## Problem to work on
Report back each line of the data that contains the word "diving".

## Records shown
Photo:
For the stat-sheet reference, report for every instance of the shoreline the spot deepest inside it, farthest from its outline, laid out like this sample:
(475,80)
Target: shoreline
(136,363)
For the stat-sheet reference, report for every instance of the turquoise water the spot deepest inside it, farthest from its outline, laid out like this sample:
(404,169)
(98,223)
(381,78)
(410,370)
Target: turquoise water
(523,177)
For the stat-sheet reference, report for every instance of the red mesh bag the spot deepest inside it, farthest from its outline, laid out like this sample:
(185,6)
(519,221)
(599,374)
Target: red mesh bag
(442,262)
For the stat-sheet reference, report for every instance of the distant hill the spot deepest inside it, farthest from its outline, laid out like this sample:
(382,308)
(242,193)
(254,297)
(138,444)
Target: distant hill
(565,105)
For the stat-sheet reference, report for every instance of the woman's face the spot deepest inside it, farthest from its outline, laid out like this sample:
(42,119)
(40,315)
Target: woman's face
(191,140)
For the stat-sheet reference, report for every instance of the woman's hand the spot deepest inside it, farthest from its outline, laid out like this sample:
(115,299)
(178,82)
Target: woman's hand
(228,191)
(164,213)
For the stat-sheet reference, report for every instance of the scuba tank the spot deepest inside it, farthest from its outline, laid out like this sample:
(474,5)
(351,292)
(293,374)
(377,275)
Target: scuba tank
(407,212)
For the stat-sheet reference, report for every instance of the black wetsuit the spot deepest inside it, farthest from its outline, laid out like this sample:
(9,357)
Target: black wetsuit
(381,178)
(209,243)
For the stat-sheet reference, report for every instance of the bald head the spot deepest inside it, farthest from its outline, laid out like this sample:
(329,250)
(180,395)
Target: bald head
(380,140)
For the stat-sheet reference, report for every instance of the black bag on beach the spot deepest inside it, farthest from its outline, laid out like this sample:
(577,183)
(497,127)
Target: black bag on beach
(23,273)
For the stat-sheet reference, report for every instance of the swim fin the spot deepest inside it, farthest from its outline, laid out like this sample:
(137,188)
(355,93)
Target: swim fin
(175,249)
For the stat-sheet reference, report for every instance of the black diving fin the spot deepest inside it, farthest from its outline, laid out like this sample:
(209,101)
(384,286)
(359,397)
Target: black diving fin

## Your solution
For the stat-sheet reference, report for every instance of the black diving fin the spot deepest inside it, farthest from its outline, laid out like this sample:
Target: black diving fin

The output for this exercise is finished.